(Dataset entries):

=====

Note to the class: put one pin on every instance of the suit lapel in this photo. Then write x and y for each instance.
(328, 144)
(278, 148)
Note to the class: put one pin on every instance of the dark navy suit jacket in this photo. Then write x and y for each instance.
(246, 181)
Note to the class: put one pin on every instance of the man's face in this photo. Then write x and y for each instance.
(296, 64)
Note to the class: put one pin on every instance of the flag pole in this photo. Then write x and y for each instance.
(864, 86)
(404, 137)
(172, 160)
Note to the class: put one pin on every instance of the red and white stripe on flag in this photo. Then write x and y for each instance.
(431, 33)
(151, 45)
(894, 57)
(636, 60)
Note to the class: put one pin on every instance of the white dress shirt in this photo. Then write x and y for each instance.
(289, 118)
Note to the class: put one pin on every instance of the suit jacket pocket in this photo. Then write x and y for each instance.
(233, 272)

=====

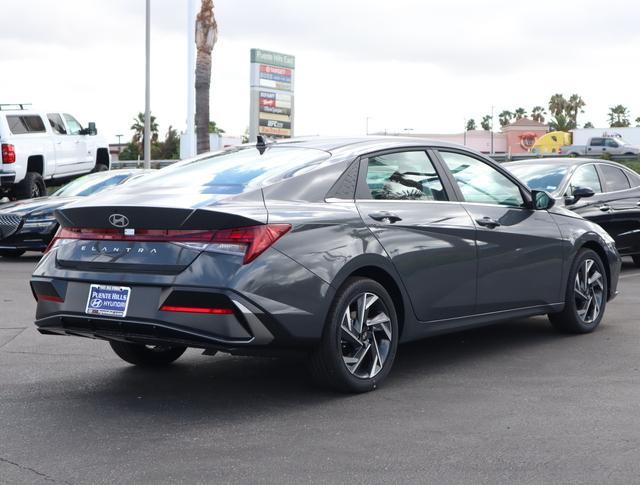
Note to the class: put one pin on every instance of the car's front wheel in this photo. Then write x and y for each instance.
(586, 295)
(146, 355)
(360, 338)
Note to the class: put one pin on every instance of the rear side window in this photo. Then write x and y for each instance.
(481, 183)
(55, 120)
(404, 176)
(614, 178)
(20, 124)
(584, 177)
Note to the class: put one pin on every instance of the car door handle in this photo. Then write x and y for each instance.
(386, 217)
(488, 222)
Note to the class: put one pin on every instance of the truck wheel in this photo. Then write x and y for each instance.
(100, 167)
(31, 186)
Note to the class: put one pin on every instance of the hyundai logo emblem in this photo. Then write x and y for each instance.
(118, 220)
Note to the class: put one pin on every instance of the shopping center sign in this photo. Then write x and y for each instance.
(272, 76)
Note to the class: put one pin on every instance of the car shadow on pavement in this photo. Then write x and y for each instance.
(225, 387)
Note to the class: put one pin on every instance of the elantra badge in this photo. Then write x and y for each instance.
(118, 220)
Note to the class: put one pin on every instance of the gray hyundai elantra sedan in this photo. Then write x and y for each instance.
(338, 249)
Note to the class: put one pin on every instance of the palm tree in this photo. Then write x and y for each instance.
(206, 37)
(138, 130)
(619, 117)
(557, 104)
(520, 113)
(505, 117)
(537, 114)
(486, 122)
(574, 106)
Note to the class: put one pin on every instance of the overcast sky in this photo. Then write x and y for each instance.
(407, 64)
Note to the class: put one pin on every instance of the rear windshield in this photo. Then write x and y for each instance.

=====

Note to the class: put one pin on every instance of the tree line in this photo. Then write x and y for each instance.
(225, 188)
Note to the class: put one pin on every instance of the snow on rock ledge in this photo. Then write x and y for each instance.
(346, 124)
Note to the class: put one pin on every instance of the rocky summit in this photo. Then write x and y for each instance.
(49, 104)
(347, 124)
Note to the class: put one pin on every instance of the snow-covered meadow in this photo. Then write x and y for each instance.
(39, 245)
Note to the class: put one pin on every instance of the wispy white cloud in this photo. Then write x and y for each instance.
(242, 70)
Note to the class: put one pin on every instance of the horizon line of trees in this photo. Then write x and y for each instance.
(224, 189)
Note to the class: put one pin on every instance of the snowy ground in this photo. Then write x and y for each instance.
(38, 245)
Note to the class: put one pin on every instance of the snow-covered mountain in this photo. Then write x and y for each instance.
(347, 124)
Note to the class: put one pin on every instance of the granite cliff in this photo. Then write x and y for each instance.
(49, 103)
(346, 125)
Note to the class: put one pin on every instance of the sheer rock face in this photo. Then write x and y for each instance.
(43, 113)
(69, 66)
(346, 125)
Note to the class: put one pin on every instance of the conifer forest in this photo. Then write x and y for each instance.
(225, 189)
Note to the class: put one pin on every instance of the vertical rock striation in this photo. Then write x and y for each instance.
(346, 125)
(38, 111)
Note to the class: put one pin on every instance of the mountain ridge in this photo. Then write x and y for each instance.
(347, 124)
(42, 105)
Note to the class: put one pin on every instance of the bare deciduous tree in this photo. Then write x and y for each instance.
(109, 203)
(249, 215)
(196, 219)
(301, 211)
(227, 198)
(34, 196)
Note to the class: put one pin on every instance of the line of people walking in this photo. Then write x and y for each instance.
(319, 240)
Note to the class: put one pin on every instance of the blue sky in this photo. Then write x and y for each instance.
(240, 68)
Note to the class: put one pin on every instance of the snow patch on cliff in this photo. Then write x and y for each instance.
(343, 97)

=====

(Set task): Count how many lines of the material above contain the string "face", with case counting, and reply with that number only.

(Completed task): 2